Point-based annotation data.
## start

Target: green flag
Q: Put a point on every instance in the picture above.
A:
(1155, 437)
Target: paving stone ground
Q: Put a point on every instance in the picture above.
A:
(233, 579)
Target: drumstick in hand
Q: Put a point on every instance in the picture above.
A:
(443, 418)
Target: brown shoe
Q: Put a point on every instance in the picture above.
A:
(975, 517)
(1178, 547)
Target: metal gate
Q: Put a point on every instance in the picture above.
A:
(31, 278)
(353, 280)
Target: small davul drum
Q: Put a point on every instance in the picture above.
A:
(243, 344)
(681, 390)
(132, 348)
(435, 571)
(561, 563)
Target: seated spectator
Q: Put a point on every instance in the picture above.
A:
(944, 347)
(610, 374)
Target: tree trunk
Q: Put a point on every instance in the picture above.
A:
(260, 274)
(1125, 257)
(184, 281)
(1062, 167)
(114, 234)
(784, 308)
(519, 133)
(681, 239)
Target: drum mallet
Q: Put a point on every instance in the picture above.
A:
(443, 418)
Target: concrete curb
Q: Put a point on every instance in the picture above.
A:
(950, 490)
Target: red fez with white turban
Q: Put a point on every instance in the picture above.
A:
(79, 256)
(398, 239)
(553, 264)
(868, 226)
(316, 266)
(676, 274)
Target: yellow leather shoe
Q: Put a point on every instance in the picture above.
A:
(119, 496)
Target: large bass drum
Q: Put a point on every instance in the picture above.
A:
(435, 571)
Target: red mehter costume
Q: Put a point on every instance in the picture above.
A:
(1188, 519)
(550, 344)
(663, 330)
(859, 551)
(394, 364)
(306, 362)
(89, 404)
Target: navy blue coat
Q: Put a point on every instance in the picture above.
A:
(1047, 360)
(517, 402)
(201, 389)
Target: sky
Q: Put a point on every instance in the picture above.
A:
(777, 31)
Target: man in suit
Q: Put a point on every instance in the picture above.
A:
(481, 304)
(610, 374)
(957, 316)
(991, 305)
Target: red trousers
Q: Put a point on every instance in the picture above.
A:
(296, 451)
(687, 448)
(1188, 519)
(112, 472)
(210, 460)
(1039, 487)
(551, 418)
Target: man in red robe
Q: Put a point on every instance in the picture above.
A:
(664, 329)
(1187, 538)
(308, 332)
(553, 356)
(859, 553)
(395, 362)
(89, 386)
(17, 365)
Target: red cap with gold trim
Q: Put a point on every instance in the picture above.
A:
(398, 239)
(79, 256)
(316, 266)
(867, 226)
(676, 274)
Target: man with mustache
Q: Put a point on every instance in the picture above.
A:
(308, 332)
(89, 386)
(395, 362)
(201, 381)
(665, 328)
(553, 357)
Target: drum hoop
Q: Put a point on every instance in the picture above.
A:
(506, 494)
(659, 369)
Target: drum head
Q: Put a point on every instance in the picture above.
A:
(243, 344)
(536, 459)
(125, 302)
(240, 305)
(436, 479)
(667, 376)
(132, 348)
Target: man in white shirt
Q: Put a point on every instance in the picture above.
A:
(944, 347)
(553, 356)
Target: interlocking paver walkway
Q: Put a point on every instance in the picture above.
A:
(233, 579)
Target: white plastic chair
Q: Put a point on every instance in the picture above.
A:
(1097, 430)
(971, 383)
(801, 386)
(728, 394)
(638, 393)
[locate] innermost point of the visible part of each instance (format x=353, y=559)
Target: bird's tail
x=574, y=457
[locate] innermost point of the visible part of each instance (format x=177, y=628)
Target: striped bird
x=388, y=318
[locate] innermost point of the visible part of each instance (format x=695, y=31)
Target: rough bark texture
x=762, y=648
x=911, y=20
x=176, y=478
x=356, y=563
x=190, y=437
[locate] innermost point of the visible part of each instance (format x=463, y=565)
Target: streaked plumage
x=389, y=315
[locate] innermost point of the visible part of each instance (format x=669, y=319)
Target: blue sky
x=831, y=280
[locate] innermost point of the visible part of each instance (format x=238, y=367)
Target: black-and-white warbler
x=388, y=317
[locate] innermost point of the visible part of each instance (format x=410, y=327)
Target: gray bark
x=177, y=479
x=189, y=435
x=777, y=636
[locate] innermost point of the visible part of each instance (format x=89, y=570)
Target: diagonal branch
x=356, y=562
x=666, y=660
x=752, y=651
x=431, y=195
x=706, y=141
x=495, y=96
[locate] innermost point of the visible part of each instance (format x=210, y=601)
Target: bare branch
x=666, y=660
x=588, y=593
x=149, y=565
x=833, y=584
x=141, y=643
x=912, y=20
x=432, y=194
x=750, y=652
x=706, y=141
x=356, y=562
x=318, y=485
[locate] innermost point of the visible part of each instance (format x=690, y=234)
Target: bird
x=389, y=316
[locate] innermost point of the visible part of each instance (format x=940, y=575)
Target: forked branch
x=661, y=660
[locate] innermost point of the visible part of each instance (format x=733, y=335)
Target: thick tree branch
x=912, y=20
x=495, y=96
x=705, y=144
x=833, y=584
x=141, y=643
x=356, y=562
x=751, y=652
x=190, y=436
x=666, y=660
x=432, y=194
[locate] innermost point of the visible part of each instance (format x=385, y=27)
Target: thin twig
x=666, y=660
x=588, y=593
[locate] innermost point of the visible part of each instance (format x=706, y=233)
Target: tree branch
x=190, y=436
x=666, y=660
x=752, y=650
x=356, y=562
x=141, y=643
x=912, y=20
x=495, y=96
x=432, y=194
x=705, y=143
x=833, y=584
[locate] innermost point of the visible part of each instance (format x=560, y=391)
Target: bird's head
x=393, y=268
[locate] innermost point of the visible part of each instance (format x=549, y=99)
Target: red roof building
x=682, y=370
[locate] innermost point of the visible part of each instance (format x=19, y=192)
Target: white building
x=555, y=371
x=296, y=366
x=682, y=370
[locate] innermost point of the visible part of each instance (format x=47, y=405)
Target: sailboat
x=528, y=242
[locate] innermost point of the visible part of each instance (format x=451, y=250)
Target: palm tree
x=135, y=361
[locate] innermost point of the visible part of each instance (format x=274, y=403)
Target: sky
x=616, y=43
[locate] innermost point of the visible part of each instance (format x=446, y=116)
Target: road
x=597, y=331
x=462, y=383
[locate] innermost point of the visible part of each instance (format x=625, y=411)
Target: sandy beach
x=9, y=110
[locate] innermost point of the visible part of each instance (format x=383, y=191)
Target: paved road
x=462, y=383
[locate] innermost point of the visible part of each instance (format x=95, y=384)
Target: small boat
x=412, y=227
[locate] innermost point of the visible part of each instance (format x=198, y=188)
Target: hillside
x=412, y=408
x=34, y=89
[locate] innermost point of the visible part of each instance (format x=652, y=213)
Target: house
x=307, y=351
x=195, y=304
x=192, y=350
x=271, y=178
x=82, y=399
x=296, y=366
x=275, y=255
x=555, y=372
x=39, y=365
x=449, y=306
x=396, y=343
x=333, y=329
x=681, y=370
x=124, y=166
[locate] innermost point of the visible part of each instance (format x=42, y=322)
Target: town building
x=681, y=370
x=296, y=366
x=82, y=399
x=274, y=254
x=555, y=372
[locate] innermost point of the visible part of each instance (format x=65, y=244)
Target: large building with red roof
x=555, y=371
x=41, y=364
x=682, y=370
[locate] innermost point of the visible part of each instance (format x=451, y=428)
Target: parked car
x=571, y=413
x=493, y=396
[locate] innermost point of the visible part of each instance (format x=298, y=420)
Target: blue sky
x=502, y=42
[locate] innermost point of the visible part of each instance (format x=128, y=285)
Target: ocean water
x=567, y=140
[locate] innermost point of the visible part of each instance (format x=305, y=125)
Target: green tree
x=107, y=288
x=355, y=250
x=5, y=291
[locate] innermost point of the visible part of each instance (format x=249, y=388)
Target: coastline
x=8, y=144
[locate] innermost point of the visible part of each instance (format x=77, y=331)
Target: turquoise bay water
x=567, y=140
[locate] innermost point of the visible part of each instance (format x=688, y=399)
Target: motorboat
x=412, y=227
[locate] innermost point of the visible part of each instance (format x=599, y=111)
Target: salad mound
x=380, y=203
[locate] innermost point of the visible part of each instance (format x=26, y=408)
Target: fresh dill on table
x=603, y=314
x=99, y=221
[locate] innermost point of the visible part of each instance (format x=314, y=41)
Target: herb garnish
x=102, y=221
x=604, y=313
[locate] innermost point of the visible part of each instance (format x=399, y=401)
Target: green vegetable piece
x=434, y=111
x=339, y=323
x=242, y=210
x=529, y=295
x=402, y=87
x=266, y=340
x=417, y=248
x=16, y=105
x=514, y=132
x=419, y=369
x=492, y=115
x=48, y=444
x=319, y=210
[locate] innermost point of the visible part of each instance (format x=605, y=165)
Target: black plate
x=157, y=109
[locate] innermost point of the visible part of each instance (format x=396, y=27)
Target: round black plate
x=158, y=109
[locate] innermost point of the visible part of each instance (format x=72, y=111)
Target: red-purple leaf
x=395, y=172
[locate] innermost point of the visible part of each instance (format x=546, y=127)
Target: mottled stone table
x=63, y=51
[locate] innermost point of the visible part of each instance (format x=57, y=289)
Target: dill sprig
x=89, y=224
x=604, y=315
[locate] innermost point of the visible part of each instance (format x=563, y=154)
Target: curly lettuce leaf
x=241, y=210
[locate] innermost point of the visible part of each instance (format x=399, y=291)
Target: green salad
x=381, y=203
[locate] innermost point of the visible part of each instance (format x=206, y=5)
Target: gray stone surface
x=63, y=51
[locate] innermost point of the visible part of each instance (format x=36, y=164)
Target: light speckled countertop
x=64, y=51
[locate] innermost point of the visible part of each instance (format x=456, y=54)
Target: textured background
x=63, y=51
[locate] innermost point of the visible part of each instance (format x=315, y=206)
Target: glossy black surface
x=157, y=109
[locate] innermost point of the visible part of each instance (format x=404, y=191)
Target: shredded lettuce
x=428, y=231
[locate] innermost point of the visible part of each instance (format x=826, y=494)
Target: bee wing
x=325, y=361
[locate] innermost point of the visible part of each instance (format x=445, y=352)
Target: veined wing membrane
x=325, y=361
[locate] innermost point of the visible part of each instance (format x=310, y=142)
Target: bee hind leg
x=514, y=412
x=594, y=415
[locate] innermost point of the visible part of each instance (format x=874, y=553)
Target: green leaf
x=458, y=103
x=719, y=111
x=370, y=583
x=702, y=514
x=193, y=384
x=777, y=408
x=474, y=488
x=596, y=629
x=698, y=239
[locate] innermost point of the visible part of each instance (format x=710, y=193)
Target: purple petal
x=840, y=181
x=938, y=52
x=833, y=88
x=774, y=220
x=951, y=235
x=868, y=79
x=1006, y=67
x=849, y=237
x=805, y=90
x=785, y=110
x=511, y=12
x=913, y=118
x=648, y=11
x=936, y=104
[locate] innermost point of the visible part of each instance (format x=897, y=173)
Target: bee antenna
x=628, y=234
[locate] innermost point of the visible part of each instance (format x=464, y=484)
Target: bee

## end

Given instruction. Repeat, character for character, the lines from the one that holds "(format x=310, y=142)" to the final line of the material, inclusive, and no other lines.

Output below.
[locate] innermost point of the visible part of each instance (format x=310, y=142)
Target: bee hind leg
x=514, y=412
x=594, y=415
[locate] innermost point of the visible part of each instance (format x=874, y=553)
Target: green leaf
x=458, y=103
x=719, y=111
x=370, y=583
x=702, y=514
x=193, y=384
x=777, y=408
x=474, y=488
x=596, y=629
x=698, y=239
[locate] innermost point of the visible part of each instance (format x=710, y=193)
Target: purple petal
x=840, y=181
x=938, y=52
x=833, y=88
x=774, y=220
x=951, y=235
x=868, y=79
x=1006, y=67
x=849, y=237
x=805, y=90
x=785, y=110
x=511, y=12
x=913, y=118
x=648, y=11
x=936, y=104
[locate] innermost point of the visible part of each instance (format x=897, y=173)
Target: bee antenna
x=628, y=234
[locate] innermost point of the visible part of each instance (format x=464, y=484)
Target: bee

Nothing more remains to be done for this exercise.